## Goal
Render every line of the listing below as a Markdown table with the columns Index and Line, numbering each row and skipping blank lines. Leave the pictures out of your answer.

## Provided entries
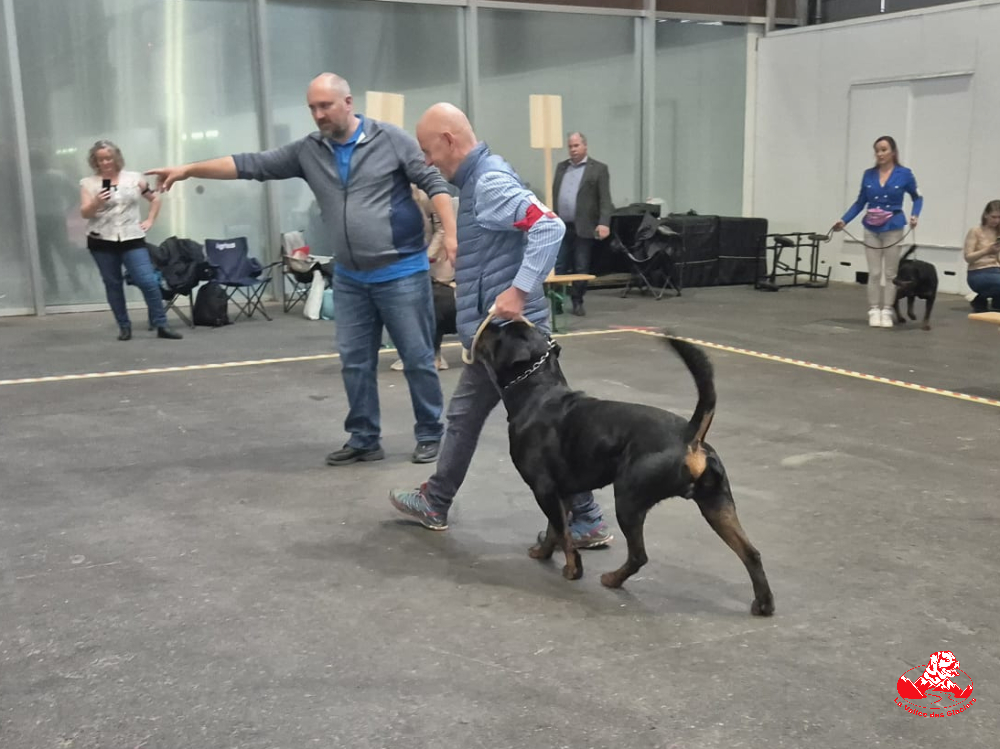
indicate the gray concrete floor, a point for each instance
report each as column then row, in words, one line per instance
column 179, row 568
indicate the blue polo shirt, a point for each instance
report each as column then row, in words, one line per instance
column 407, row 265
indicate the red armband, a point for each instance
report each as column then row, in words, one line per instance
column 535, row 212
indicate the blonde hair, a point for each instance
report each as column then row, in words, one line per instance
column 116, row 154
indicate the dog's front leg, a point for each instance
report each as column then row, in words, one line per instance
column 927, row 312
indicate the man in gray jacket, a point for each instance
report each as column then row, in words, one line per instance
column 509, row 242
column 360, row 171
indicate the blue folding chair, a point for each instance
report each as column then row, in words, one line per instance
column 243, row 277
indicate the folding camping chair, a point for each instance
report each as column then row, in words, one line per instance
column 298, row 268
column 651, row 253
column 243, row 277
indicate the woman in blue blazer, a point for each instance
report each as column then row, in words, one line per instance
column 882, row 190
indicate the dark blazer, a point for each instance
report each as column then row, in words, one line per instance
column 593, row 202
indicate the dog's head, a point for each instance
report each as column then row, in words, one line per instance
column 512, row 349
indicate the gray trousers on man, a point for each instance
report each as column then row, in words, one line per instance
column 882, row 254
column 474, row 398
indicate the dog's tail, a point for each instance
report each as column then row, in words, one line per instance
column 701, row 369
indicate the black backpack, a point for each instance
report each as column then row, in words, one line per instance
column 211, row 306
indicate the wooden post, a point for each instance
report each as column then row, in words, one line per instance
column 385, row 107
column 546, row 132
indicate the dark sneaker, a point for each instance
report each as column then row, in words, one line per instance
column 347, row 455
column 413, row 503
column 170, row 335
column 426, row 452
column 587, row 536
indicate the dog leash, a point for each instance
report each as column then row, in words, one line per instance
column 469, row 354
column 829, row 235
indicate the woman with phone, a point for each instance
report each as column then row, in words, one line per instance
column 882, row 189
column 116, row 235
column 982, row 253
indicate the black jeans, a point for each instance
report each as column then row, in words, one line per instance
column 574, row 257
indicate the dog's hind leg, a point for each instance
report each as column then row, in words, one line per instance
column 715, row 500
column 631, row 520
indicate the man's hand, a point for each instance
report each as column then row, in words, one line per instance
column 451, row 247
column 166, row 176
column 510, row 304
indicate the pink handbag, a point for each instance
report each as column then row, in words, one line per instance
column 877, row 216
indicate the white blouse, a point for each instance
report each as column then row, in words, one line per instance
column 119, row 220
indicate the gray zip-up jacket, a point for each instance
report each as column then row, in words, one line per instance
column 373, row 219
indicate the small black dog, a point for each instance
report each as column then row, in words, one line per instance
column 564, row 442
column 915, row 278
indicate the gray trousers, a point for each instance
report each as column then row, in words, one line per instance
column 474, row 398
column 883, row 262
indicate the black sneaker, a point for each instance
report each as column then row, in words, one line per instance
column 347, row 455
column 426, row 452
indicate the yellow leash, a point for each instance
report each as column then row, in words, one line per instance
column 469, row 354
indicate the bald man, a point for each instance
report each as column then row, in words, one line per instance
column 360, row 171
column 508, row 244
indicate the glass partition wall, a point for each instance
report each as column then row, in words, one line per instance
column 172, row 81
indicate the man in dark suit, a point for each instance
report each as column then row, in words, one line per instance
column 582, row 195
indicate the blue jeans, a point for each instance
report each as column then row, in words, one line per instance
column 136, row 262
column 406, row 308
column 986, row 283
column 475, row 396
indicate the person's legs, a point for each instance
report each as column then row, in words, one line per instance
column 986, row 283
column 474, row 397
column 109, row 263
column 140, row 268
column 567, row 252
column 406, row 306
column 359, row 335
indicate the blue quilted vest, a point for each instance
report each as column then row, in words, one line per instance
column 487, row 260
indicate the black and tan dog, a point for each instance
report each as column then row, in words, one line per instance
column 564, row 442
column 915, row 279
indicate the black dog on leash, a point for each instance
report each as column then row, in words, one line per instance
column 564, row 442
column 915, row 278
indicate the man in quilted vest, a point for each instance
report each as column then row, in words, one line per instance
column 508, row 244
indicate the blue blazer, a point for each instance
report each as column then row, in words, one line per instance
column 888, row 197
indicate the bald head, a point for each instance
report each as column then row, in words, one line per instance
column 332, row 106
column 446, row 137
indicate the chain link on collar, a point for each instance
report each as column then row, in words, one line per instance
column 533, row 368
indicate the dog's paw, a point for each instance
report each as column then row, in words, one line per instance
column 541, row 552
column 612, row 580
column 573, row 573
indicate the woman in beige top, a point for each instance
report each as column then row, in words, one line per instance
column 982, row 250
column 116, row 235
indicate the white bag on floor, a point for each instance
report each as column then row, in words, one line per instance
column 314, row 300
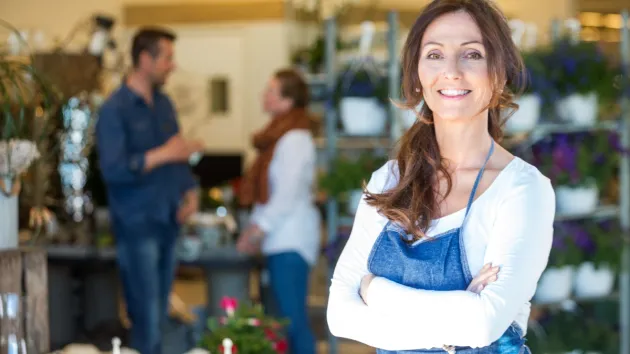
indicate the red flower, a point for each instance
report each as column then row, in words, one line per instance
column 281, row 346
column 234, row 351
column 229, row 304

## Answer to the problem
| Index | Line |
|---|---|
| 1 | indicate the gray concrete floor, a point for each instance |
| 2 | report each as column then row, in words, one line per instance |
| 3 | column 179, row 568 |
| 4 | indicate the blue polo shirt, a point for each instance |
| 5 | report each as column then row, in words, one line per instance |
| 6 | column 407, row 265 |
| 7 | indicate the red armband, a point for each instance |
| 8 | report each as column then row, in words, one line per instance |
| 9 | column 535, row 212 |
| 10 | indicate the blonde hair, a point for each instance |
| 11 | report each as column then row, in words, one line per instance |
| 12 | column 116, row 154 |
| 13 | indicate the dog's front leg, a point for each instance |
| 14 | report each as column then row, in words, one line per instance |
| 15 | column 927, row 312 |
| 16 | indicate the man in gray jacket, a point for each instance |
| 17 | report each as column then row, in words, one line per instance |
| 18 | column 509, row 242 |
| 19 | column 360, row 171 |
| 20 | indicate the blue folding chair, a point for each instance |
| 21 | report each as column then row, in words, one line per instance |
| 22 | column 243, row 277 |
| 23 | indicate the folding camping chair, a point for each instance |
| 24 | report each as column then row, in words, one line per instance |
| 25 | column 298, row 268 |
| 26 | column 651, row 253 |
| 27 | column 243, row 277 |
| 28 | indicate the woman in blue blazer, a point for each instance |
| 29 | report each as column then row, in words, one line per instance |
| 30 | column 882, row 190 |
| 31 | indicate the dark blazer, a point for each instance |
| 32 | report each as column then row, in words, one line per instance |
| 33 | column 593, row 202 |
| 34 | indicate the dog's head, a point for each instance |
| 35 | report each as column then row, in words, one line per instance |
| 36 | column 512, row 349 |
| 37 | indicate the gray trousers on man, a point for each instance |
| 38 | report each as column then row, in words, one line per instance |
| 39 | column 882, row 254 |
| 40 | column 474, row 398 |
| 41 | indicate the dog's tail, a point for each instance |
| 42 | report each as column then row, in words, one line per instance |
| 43 | column 701, row 369 |
| 44 | indicate the black backpack, a point for each instance |
| 45 | report each as column then row, in words, one line per instance |
| 46 | column 211, row 306 |
| 47 | indicate the wooden post, a point for each instance |
| 48 | report each as column then row, in words, one line per instance |
| 49 | column 385, row 107 |
| 50 | column 546, row 132 |
| 51 | indicate the dark sneaker, a point for each instance |
| 52 | report each as column then row, in words, one line per instance |
| 53 | column 347, row 455 |
| 54 | column 413, row 503 |
| 55 | column 170, row 335 |
| 56 | column 426, row 452 |
| 57 | column 587, row 536 |
| 58 | indicate the dog leash, a point for each instance |
| 59 | report each as column then row, in words, one line per instance |
| 60 | column 469, row 354 |
| 61 | column 829, row 235 |
| 62 | indicate the woman with phone, a point for each instance |
| 63 | report each as column then row, in words, one line per instance |
| 64 | column 882, row 189 |
| 65 | column 116, row 235 |
| 66 | column 982, row 253 |
| 67 | indicate the black jeans, a point for each instance |
| 68 | report each as column then row, in words, one line per instance |
| 69 | column 574, row 257 |
| 70 | indicate the dog's hind leg, a point for each instance |
| 71 | report each as column then row, in words, one line per instance |
| 72 | column 715, row 500 |
| 73 | column 631, row 520 |
| 74 | indicate the man's hand, a point for each instance |
| 75 | report each as column then row, in words, one line per instance |
| 76 | column 451, row 247 |
| 77 | column 166, row 176 |
| 78 | column 510, row 304 |
| 79 | indicate the pink handbag, a point for each instance |
| 80 | report each as column then row, in words, one line per instance |
| 81 | column 877, row 216 |
| 82 | indicate the white blouse, a point for each instance |
| 83 | report each as column then row, in words, one line per instance |
| 84 | column 119, row 220 |
| 85 | indicate the gray zip-up jacket, a point for each instance |
| 86 | report each as column then row, in words, one line per instance |
| 87 | column 373, row 219 |
| 88 | indicate the small black dog, a point for each instance |
| 89 | report each as column then row, in words, one line per instance |
| 90 | column 564, row 442 |
| 91 | column 915, row 278 |
| 92 | indicate the gray trousers, a point for each instance |
| 93 | report each as column then row, in words, one line per instance |
| 94 | column 474, row 398 |
| 95 | column 883, row 262 |
| 96 | indicate the black sneaker, a point for each instance |
| 97 | report each as column then row, in words, one line per instance |
| 98 | column 347, row 455 |
| 99 | column 426, row 452 |
| 100 | indicate the yellow leash, a point for each instance |
| 101 | report each as column then row, in words, one line per instance |
| 102 | column 469, row 354 |
| 103 | indicate the bald man, a point for each instance |
| 104 | report each as column then row, in words, one line per instance |
| 105 | column 360, row 171 |
| 106 | column 508, row 244 |
| 107 | indicate the glass partition wall, a point for each instance |
| 108 | report each as column then row, in words, one line per instance |
| 109 | column 172, row 81 |
| 110 | indicate the man in dark suit, a point for each instance |
| 111 | report each as column then row, in words, one line per instance |
| 112 | column 582, row 195 |
| 113 | indicate the blue jeans, a point for each instance |
| 114 | report each as column then row, in words, one line per instance |
| 115 | column 136, row 262 |
| 116 | column 406, row 308 |
| 117 | column 986, row 283 |
| 118 | column 475, row 396 |
| 119 | indicate the person's legs, a point for each instance |
| 120 | report each as column then row, in words, one line per instance |
| 121 | column 986, row 283 |
| 122 | column 474, row 397 |
| 123 | column 109, row 263 |
| 124 | column 140, row 268 |
| 125 | column 567, row 252 |
| 126 | column 406, row 306 |
| 127 | column 359, row 335 |
| 128 | indicate the blue quilted vest, a point for each instance |
| 129 | report each as column then row, in words, one line per instance |
| 130 | column 487, row 260 |
| 131 | indicate the black and tan dog, a point for each instance |
| 132 | report each as column then row, in words, one line per instance |
| 133 | column 564, row 442 |
| 134 | column 915, row 279 |
| 135 | indicate the black dog on leash, a point for each instance |
| 136 | report each as column then row, in words, one line per instance |
| 137 | column 564, row 442 |
| 138 | column 915, row 278 |
| 139 | indicate the man in quilted vest, a point for each instance |
| 140 | report each as column then row, in words, one line per instance |
| 141 | column 508, row 244 |
| 142 | indicate the blue blazer, a point for each instance |
| 143 | report each as column then row, in words, one line per instance |
| 144 | column 888, row 197 |
| 145 | indicate the bald head, a point for each instance |
| 146 | report each as column then row, in words, one line per instance |
| 147 | column 332, row 106 |
| 148 | column 446, row 137 |
| 149 | indicate the chain link on collar, a point for each instance |
| 150 | report each as column then row, in words, one line per instance |
| 151 | column 533, row 368 |
| 152 | indicate the dog's paw, a point for each instance |
| 153 | report each as column then row, in words, one line per instance |
| 154 | column 541, row 552 |
| 155 | column 612, row 580 |
| 156 | column 573, row 573 |
| 157 | indicate the woman in beige top, a point for each instance |
| 158 | report each as column then row, in words, one line per instance |
| 159 | column 982, row 250 |
| 160 | column 116, row 235 |
| 161 | indicate the white bag on floor, a point for each instance |
| 162 | report each as column then row, in words, one line per instance |
| 163 | column 314, row 300 |
| 164 | indicate the red flower, a point for each instance |
| 165 | report each as column then row, in words, one line per instance |
| 166 | column 281, row 346 |
| 167 | column 234, row 351 |
| 168 | column 229, row 304 |